Document segment
────────────────────────────────────────

ARTIST ROOMS Diane Arbus

25 April – 29 July 2023
black and white photograph of a man with his arm around a woman, they stare at the camera

Diane Arbus A young man and his pregnant wife in Washington Square Park, N.Y.C. 1965 ARTIST ROOMS Tate and National Galleries of Scotland © The Estate of Diane Arbus

Gracefield Arts Centre presents a major touring exhibition featuring iconic works by Diane Arbus, one of the most influential photographers of the 20th century

Diane Arbus is considered one of the great figures of American photography. A pioneer of the social documentary form that blurred the line between art and reportage, her profoundly original works record the astonishing variety of attitudes, emotions, and appearances to be found among the people around us.

Arbus was fascinated by the diversity of human life, creating psychologically acute portraits of astonishing intimacy. Her images of children, circus performers, nudists, middle-class families, couples, eccentrics, and celebrities are united by their sometimes-shocking directness. This frank, unflinching approach reflects Arbus’s method, which relied upon a sense of trust between the artist and sitter.

────────────────────────────────────────

Raw data
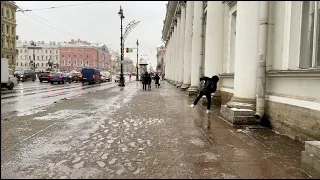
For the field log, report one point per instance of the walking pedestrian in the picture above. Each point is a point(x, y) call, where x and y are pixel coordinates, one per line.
point(157, 80)
point(145, 81)
point(149, 82)
point(210, 86)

────────────────────────────────────────

Using the Diane Arbus exhibition text above, explain what lies behind the frank, unflinching directness of her portraits.

That directness reflects the way Arbus worked. Her method relied on a sense of trust between her and the people she photographed.